→ **Tasks for this exercise**
1/ In the KafkaIO thread, what values was Maulik Soneji giving for maxDelay and previousWatermark?
2/ Reproduce the part of the KafkaIO thread from "PS: I move this" to "the detailed explanation.".
** START Supplied passage **
Re: Issue with KafkaIO for list of topics

Alexey Romanenko Thu, 05 Mar 2020 10:44:23 -0800

+1 to what Rahul said before - KafkaIO can’t filter out Kafka topics in runtime 
and you need to change your TimestampPolicy accordingly .


Please, don’t hesitate to share with us a code of your new TimestampPolicy if 
you still have any questions/issues with this.

PS: I move this discussion to user@ as more related mailing list for these 
questions.

> On 29 Feb 2020, at 12:36, Maulik Soneji <[email protected]> wrote:
> 
> Hello Rahul,
> 
> Thanks again for the detailed explanation.
> 
> I require some guidance on what values to be set for maxDelay and 
> previousWatermark for CustomTimestampPolicyWithLimitedDelay.
> 
> Currently, I was providing maxDelay as Duration.ZERO and previousWatermark as 
> Optional.empty().
> With these values I see that the getWatermark function always goes to else 
> block(code link) and always returns TIMESTAMP_MIN_VALUE.
** END Supplied passage **
** START Dataset **
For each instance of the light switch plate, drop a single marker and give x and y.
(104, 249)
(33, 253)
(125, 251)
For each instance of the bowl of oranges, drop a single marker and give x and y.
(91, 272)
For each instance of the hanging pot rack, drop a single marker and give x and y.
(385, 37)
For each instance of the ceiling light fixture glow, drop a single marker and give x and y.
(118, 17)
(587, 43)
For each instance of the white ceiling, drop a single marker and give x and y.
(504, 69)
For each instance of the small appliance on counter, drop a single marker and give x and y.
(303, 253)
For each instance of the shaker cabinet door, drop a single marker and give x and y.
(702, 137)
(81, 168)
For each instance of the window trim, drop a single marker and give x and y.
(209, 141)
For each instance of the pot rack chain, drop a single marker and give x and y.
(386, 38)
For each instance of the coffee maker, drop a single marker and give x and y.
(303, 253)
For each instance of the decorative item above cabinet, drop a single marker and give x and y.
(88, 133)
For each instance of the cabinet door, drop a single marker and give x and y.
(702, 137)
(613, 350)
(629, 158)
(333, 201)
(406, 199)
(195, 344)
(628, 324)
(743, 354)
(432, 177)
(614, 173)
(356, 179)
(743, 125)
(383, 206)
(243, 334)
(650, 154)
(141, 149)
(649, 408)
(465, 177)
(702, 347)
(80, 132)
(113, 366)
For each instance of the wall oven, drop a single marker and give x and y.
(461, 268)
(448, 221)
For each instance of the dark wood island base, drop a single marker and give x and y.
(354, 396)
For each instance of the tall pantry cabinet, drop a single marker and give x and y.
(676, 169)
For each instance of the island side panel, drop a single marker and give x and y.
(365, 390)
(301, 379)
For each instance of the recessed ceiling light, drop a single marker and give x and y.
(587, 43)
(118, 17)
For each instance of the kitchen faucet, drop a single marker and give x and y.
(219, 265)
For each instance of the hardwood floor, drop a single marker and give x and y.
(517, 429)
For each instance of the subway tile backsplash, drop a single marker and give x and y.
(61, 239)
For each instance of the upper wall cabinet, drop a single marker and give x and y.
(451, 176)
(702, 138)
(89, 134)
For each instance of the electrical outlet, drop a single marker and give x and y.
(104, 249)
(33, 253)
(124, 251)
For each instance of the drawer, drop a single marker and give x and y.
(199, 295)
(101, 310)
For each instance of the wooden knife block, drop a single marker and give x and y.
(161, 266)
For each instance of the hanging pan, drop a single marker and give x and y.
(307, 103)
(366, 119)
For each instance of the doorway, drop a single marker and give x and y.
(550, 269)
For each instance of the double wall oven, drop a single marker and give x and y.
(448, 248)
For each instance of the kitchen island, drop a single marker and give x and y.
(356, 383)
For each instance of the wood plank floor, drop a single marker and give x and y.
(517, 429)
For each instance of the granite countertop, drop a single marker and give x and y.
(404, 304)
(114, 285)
** END Dataset **
→ **Exercise results**
1/ maxDelay was set to Duration.ZERO and previousWatermark to Optional.empty().

2/
PS: I move this discussion to user@ as more related mailing list for these 
questions.

> On 29 Feb 2020, at 12:36, Maulik Soneji <[email protected]> wrote:
> 
> Hello Rahul,
> 
> Thanks again for the detailed explanation.